_小課題 1_. このライブレポートで、柳沢が自身のメインボーカル曲として演奏した曲は何か。
_小課題 2_. このライブレポートを2文で要約せよ。
_小課題 3_. このライブレポートの続きを、最後の文の後から書き継げ。

_提供テキスト_.

────────

そんな牧がメインステージに戻ってギターを手にすると、続いては柳沢。大切な人、家で帰りを待ってくれている人、あるいは家で待ってくれているペット。そんな大切な存在を思い浮かべながら聴いて欲しいと言って演奏されたのは自身のメインボーカル曲である「12:25」であるが、この曲の歌詞にも、その前の言葉にも柳沢の人間性が強く出ている。彼はSNSでもそうした投稿をよくしているという印象があるが、だからこそその柳沢の歌唱からは生きるものへの慈しみのような感情を強く感じさせるし、それは間違いなくこのツアーの「Life is Beautiful」と紐付くものである。聴かせるタイプの曲だからこそ、「クライベイビー」以上にそこに感情を込めて歌っていることもよくわかる。柳沢もまた牧同様にこの瞬間に間違いなくアリーナクラスのボーカリストになっていた。
そんな柳沢に続いてはプリティなのだが、
「普段は「Life is Beautiful」って素直に思えないような人もたくさんいるかもしれん。でもそんな人にも今日はそう思って欲しいと思って全力でライブやるから!」
という言葉は派手な髪色ではあれど、メンバーの中で最も控えめというか、ネガティヴですらあるプリティならではだ。自分はプリティを某バンドのライブで見かけたことがあるのだが、話しかけられないくらいにその暗さが表情から出ていた。そんなプリティが
「yeah 重なっていけよ
yeah 刻んでいけ
yeah このままじゃあまだ終われねぇよな
yeah 掻き回しにいけよ
yeah 抗っていけ
yeah ただ生きるだけじゃあ物足りないよな」
とどシンプルかつストレートなロックンロールサウンドに乗せて、自身の書いた歌詞で歌う「バームクーヘン」はそのまま彼のこれからの生き方と覚悟を強く感じさせた。ステージからは「この曲で!?」と思ってしまうくらいの火柱が噴き上がるのだが、柳沢が燃えてしまうんじゃないかというくらいにその炎に近づいていて少し心配になってしまった。
そして最後は髪型が激変した、バニラズのロックンロールを司る男こと、ジェットセイヤであるのだが、ドラムセットから降りてセンターステージへ向かってダッシュすると、柳沢が代わりにドラムのキックを踏みながらも、センターステージにもシンプルなドラムセットが。そのドラムセットを前にしたセイヤはステージ上でブレイクダンスを披露するという身体能力の高さとパフォーマンスの幅の広さを見せるのだが、ドラムセットを前にしてのMCは
「お前たちがいてくれるから俺たちが音楽をやる理由になっている!」
という彼のストレートな性格が現れるくらいにシンプルなものであり、立ったままでセンターステージのドラムセットを叩きまくりながら「Ready Steady go!go!」を歌う。その曲のサウンドもストレート極まりないロックンロールであるのだが、やはり最後にはドラムセットを解体しているのかと思うくらいにシンバルなどを床にぶちまけるというロックンローラーとしての荒々しさを見せつけてくれる。

────────

_抽出データ_.
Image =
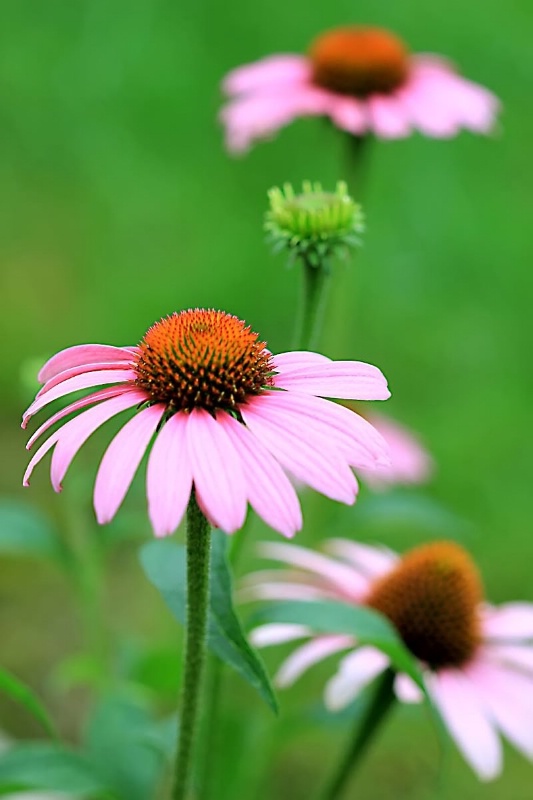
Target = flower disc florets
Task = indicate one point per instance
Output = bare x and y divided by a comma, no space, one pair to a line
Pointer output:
313,223
202,359
432,597
359,61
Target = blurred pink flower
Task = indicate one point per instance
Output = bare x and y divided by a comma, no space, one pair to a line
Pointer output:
477,660
228,416
410,463
364,80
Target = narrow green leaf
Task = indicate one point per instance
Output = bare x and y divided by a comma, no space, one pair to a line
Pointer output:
22,694
165,566
48,766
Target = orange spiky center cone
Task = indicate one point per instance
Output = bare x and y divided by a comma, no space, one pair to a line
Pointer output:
202,359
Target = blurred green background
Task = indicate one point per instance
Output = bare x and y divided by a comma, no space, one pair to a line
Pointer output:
119,205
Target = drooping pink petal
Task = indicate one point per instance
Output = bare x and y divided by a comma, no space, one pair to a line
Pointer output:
373,562
508,621
82,354
77,383
90,399
217,471
169,476
268,489
121,460
313,462
468,721
304,657
508,697
74,433
345,580
79,370
346,380
277,70
356,670
278,633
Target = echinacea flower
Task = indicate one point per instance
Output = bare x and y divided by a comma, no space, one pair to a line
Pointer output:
226,416
364,80
477,660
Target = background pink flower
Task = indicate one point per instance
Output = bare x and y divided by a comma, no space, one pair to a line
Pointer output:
365,81
225,415
477,660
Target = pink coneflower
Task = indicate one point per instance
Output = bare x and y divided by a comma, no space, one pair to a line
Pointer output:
364,80
226,414
477,659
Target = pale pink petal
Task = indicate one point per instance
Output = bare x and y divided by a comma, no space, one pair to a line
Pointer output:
169,476
373,562
356,670
77,383
268,489
79,370
347,380
121,460
90,399
308,655
342,578
82,354
468,721
217,471
274,70
388,117
508,621
73,434
278,633
509,698
406,689
313,462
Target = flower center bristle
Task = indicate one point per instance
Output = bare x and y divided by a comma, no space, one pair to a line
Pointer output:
359,61
432,597
202,359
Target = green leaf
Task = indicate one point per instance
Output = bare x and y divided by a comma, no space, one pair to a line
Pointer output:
25,531
165,566
367,626
22,694
48,766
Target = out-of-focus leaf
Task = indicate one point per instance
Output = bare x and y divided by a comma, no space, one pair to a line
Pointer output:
366,625
22,694
25,531
52,767
165,565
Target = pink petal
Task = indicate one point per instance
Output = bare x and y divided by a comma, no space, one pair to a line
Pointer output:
508,621
356,671
343,578
508,697
169,476
268,489
90,399
468,722
79,370
217,471
309,654
121,460
310,459
82,354
271,71
278,633
75,433
77,383
374,562
348,380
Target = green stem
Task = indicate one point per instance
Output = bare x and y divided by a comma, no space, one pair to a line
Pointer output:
315,285
379,704
198,554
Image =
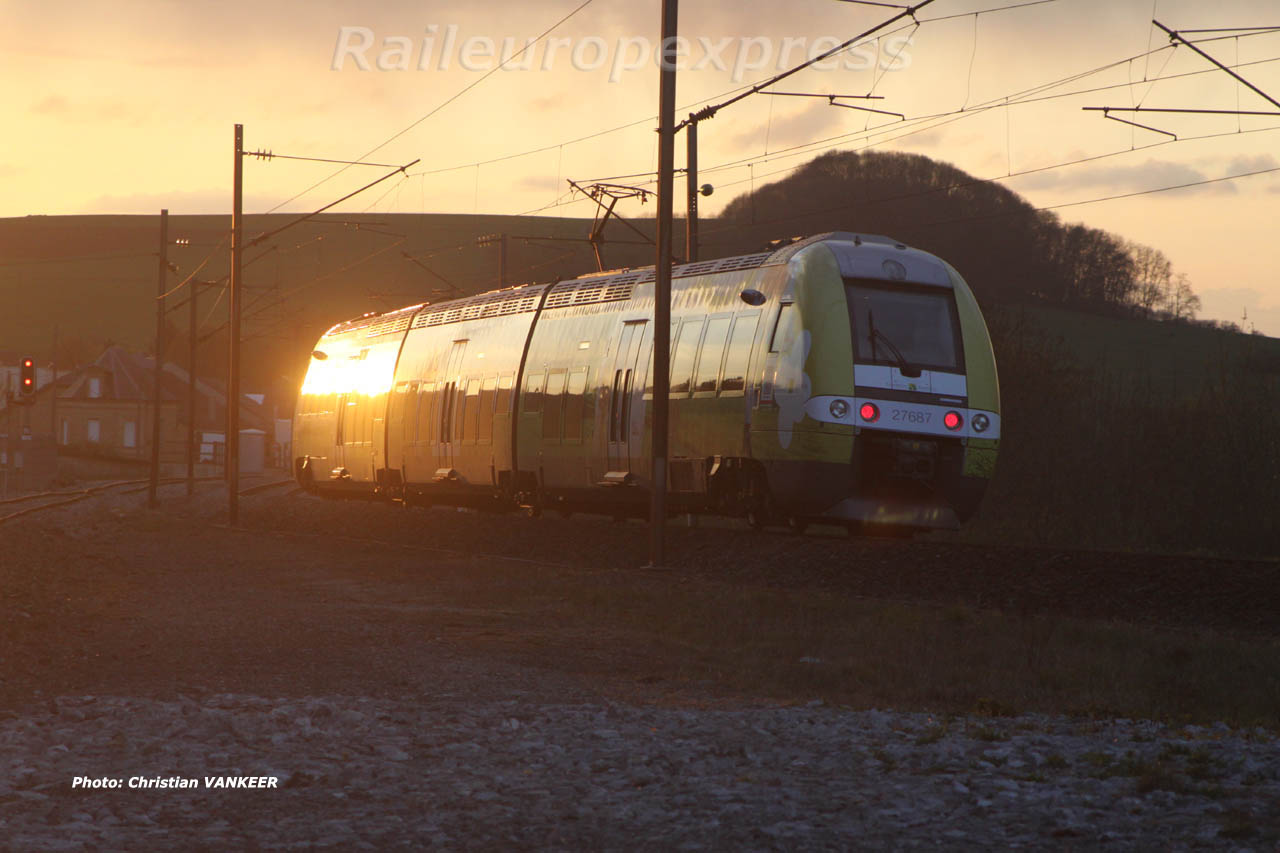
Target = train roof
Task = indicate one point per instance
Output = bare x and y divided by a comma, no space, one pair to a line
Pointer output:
882,258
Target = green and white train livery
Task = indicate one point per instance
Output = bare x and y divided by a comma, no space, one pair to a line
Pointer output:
844,379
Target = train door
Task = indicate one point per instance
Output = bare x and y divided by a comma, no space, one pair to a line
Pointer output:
626,410
339,447
448,409
398,427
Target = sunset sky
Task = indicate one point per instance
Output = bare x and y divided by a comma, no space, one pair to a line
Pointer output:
128,106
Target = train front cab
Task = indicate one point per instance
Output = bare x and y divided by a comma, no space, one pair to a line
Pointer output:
883,389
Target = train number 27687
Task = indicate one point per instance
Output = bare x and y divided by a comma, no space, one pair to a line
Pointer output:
909,416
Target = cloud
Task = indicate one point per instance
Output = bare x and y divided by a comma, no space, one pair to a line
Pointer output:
1123,178
1242,164
538,183
51,105
816,122
179,201
1232,302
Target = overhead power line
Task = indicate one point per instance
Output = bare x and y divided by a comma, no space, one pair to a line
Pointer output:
446,103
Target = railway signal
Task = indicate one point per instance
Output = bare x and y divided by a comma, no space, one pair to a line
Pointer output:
27,382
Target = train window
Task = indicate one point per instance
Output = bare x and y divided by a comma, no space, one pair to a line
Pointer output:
471,413
553,406
712,354
426,416
575,405
504,384
410,409
488,395
739,354
460,410
533,401
684,355
905,324
784,328
446,407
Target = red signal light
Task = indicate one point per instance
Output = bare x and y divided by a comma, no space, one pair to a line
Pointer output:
27,378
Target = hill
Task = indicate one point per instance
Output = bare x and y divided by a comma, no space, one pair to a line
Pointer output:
1120,430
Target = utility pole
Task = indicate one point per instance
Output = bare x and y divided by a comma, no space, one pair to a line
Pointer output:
193,328
161,277
232,441
662,281
488,240
691,192
53,395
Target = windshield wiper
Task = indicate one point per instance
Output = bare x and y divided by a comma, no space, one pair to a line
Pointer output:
876,334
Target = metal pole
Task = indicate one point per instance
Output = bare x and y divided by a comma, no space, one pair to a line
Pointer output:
662,282
502,260
192,323
234,311
53,393
161,277
691,191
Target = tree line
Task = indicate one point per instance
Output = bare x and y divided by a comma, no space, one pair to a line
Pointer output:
1008,250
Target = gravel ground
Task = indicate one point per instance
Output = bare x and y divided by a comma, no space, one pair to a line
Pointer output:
361,774
152,646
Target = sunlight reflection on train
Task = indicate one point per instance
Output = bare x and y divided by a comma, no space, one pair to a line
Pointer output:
365,372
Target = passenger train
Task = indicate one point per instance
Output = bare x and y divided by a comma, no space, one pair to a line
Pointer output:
841,379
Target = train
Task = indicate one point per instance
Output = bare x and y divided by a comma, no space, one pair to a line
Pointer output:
841,379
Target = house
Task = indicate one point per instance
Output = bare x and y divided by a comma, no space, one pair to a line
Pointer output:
105,410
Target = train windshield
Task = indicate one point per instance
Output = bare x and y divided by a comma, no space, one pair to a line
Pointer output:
905,325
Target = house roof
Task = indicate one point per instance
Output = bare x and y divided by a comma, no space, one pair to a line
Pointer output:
131,375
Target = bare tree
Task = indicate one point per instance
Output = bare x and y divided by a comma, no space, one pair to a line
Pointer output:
1152,274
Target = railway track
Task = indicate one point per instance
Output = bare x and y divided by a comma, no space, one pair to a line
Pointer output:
60,498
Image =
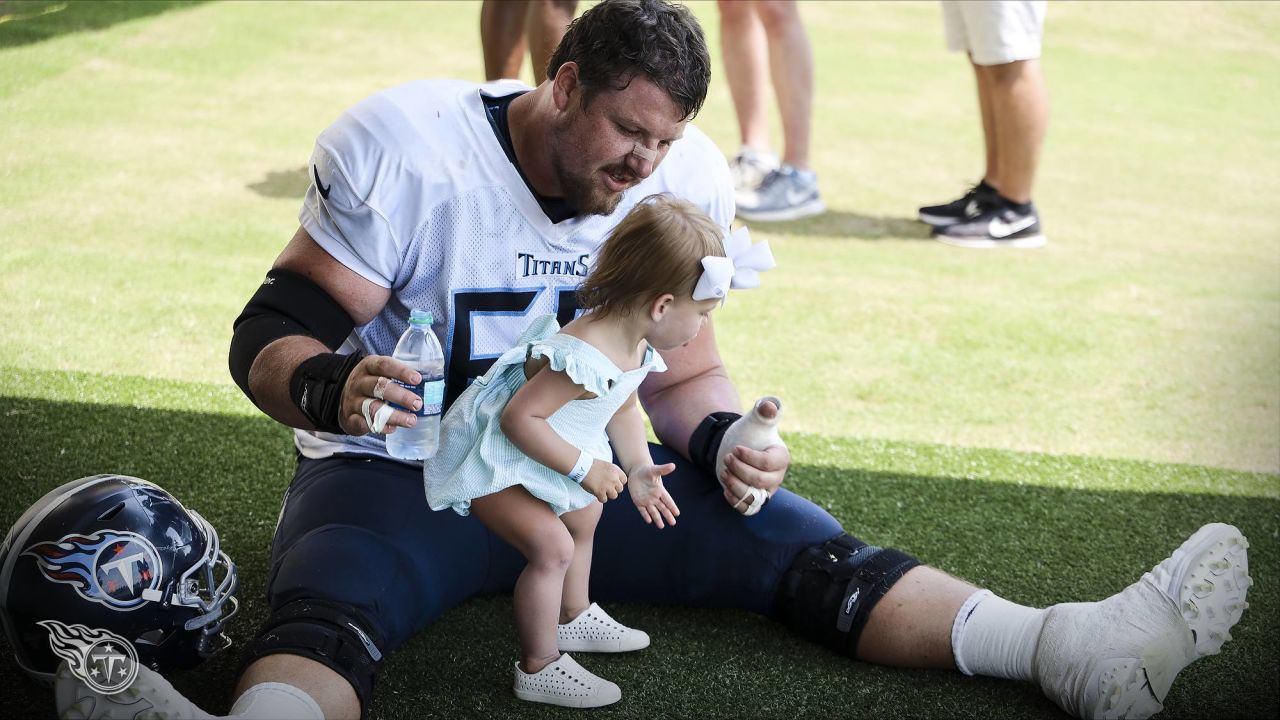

────────

_演習結果 1_. 「12:25」である。

_演習結果 2_. 柳沢は大切な存在を思い浮かべながら聴いてほしいと言って自身のメインボーカル曲「12:25」を歌い、続くプリティは自身が歌詞を書いた「バームクーヘン」をシンプルかつストレートなロックンロールサウンドに乗せて歌った。最後にジェットセイヤはセンターステージでブレイクダンスを披露し、立ったままドラムセットを叩きながら「Ready Steady go!go!」を歌い、最後にはシンバルなどを床にぶちまけた。

_演習結果 3_.
そうした4人それぞれのボーカル曲の後は、その4人全員のボーカルが重なる「デッドマンズチェイス」へ。柳沢とプリティは花道の真ん中あたりに置かれたマイクスタンドに向かって歌い、牧はセンターステージで歌うというバラバラな場所にいた(つまりメインステージにはセイヤだけ)メンバーたちが、牧と柳沢がセンターステージの1本のマイクで顔を合わせるようにして歌うと、そこに後ろからプリティも加わって3人で歌うという、ビートルズを見れなかった我々世代がビートルズの化身というようなバンドを見ているのかというようなパフォーマンスを見せてくれる。
そうしてバンド最大規模の会場でのライブだからこそ、今一度しっかりメンバーそれぞれがどんな人間であるのかということをMCだけではなくて、それぞれが作った曲とそれぞれのボーカルと演奏という音楽の面で見せてくれる。それを見せるのが1番どんな人間か伝わるということをメンバーはよくわかっているし、自分たちが広い会場でワンマンをやる際に何をするべきか、このバンドのどんな部分を見せるべきかということをメンバーは本当によく理解している。
すると牧はイギリスに行ったことがある人がいるかどうかを問いかけると、ごく少数の観客の腕が上がるのだが、牧自身は行ったことがないとのことで、観客から「ないんかい!」という心のツッコミが聞こえてくる中で演奏されたのは、イギリスへの憧憬をイギリスの曇天の空模様を思わせるようなサウンドとスクリーンに映る映像で表現したかのような「倫敦」であるのだが、この曲では何と演奏中の撮影が許可され、たくさんのスマホがセンターステージでイギリス出身の喜劇俳優チャールズ・チャップリンのように傘を持って踊りながら歌う様子を収めている。
まさかバニラズがこうした撮影を許可することをするとは思わなかったのだが、こうして撮った動画や写真を後から見返せば、きっとそれが「あの日みたいな日が来るから頑張ろう」と生きていく力になるという人もたくさんいるはず。それもまた一つの「Life is Beautiful」なことであり、この会場へ来てくれた観客へのバンドからのプレゼントでもあるだろう。
「倫敦」も含めて「PANDORA」はバニラズの幅広い音楽性をさらに広げるものになっているのだが、ヒップホップの要素までをも取り入れた「ca$h from chao$」はその最たるものだと言えるだろう。だからこそ牧はイギリスから飛んでアメリカの最先端を走るラッパー・シンガーのようにすら見えてくるのだが、そんな幅広い「PANDORA」の世界観はスクリーンに歌詞が映し出される「アダムとイヴ」に集約されていく。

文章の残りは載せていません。